start DATA FOR PROCESSING

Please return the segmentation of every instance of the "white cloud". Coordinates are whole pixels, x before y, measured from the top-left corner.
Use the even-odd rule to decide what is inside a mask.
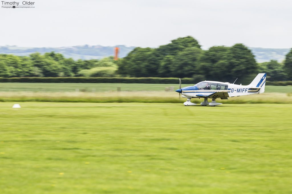
[[[36,0],[0,8],[1,44],[155,47],[190,35],[203,48],[292,47],[290,1]]]

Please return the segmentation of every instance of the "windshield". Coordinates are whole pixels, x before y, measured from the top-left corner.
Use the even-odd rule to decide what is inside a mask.
[[[210,89],[210,83],[201,82],[195,85],[199,90],[206,90]]]

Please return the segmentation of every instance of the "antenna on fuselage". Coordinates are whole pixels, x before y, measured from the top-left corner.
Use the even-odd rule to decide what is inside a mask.
[[[234,83],[235,83],[235,82],[236,82],[236,80],[237,80],[237,79],[238,79],[238,77],[237,77],[237,78],[236,78],[236,80],[235,80],[235,81],[234,81],[234,82],[233,82],[233,84],[234,84]]]
[[[181,89],[182,88],[182,80],[180,80],[180,78],[178,79],[178,83],[180,85],[180,89]],[[178,94],[179,95],[179,98],[180,100],[180,94]]]

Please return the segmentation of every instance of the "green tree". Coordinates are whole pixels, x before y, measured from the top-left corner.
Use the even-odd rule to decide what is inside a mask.
[[[153,50],[150,48],[135,48],[118,64],[118,73],[136,77],[151,77],[156,74],[148,61]]]
[[[227,55],[228,65],[225,78],[229,80],[244,81],[257,74],[258,64],[251,51],[242,44],[231,47]]]
[[[202,50],[196,47],[186,48],[174,56],[171,69],[172,77],[192,77],[200,74],[200,58]]]
[[[286,55],[284,68],[288,75],[288,78],[292,80],[292,48]]]
[[[5,61],[4,57],[0,56],[0,77],[8,77],[10,76],[10,74]]]
[[[200,68],[206,79],[226,81],[229,65],[227,55],[230,50],[230,47],[213,46],[203,53]]]

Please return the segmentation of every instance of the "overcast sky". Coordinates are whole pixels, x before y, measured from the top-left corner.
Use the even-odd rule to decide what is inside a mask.
[[[32,1],[34,8],[0,8],[0,45],[155,47],[190,35],[204,49],[292,47],[291,0]]]

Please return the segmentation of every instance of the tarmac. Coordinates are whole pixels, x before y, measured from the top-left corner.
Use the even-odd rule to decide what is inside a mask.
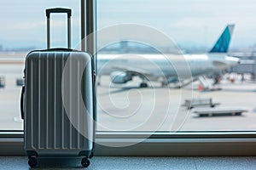
[[[23,76],[23,65],[1,65],[0,76],[6,87],[0,88],[0,130],[22,130],[20,98],[20,86],[16,78]],[[256,83],[250,81],[218,85],[222,90],[199,92],[197,82],[181,88],[161,88],[149,82],[139,88],[141,80],[125,84],[111,83],[108,76],[101,78],[97,88],[98,131],[255,131]],[[199,117],[193,110],[182,106],[185,99],[212,98],[219,108],[245,109],[241,116]]]

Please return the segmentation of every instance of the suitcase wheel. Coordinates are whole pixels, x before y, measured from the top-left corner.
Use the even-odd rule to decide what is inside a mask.
[[[84,157],[81,161],[81,164],[84,167],[88,167],[90,166],[90,161],[87,157]]]
[[[92,158],[93,157],[93,152],[91,152],[90,154],[90,156],[89,156],[89,158],[90,159],[90,158]]]
[[[28,165],[31,167],[35,167],[38,165],[38,160],[35,157],[29,157],[28,158]]]

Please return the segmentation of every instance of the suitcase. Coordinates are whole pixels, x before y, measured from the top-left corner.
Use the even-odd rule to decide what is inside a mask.
[[[67,13],[68,48],[49,48],[51,13]],[[48,49],[26,58],[20,110],[30,167],[38,156],[84,156],[90,165],[96,133],[95,71],[90,54],[70,49],[71,9],[46,9]]]

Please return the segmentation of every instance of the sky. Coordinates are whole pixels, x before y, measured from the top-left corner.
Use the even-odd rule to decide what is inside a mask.
[[[44,9],[67,7],[73,13],[72,39],[75,46],[80,37],[79,4],[79,0],[1,1],[0,44],[3,48],[45,48]],[[246,48],[256,44],[255,8],[254,0],[98,0],[97,27],[143,25],[163,32],[178,44],[211,48],[225,26],[236,24],[230,48]],[[63,15],[53,17],[54,46],[66,45],[66,23],[61,20],[66,21]]]

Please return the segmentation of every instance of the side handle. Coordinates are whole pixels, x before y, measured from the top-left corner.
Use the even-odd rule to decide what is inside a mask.
[[[24,93],[25,93],[25,86],[22,86],[21,88],[21,95],[20,95],[20,114],[21,114],[21,119],[24,120]]]

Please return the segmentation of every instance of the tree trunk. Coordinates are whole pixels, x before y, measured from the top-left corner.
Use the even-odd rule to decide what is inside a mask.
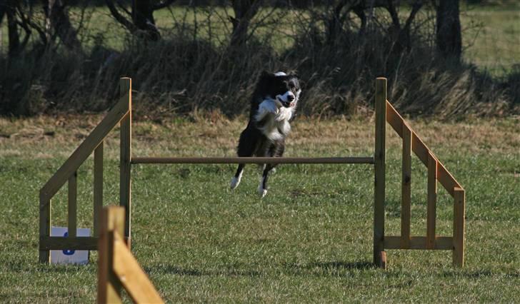
[[[140,30],[146,33],[153,41],[161,39],[161,34],[155,26],[154,6],[151,0],[134,0],[132,1],[132,21]]]
[[[251,20],[260,8],[261,0],[233,0],[234,18],[230,17],[233,32],[230,44],[233,46],[246,44]]]
[[[81,51],[81,44],[69,18],[69,11],[64,2],[62,0],[44,0],[44,7],[48,22],[50,22],[50,29],[47,30],[52,29],[69,50]]]
[[[5,14],[7,16],[7,35],[9,39],[8,55],[13,57],[18,55],[21,51],[20,44],[20,34],[18,32],[16,22],[16,9],[15,0],[4,2]]]
[[[460,60],[462,51],[459,0],[440,0],[437,6],[436,44],[441,54]]]

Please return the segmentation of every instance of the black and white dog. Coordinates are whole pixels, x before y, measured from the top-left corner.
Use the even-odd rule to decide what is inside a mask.
[[[285,138],[291,131],[289,122],[294,114],[301,89],[296,75],[284,72],[263,72],[253,92],[247,127],[240,134],[237,154],[240,157],[281,157]],[[244,163],[239,164],[231,187],[236,188],[242,178]],[[276,166],[264,164],[258,187],[263,198],[267,194],[267,177]]]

end DATA FOR PROCESSING

WHAT YOU ARE ASKED TO DO. Print, unchanged, the stretch from the line containing "Please return the segmentation of every instance of the black" through the last line.

SOLUTION TO THE PROBLEM.
Please return the segmentation of every instance of the black and white dog. Coordinates are whole pixels, x before y, measured from the top-left corner.
Use the even-odd rule to decide what is inside a mask.
[[[285,138],[291,131],[289,122],[294,114],[301,89],[296,75],[284,72],[263,72],[253,92],[247,127],[240,134],[237,154],[240,157],[281,157]],[[244,163],[239,164],[231,187],[236,188],[242,178]],[[276,166],[264,164],[258,187],[263,198],[267,194],[267,177]]]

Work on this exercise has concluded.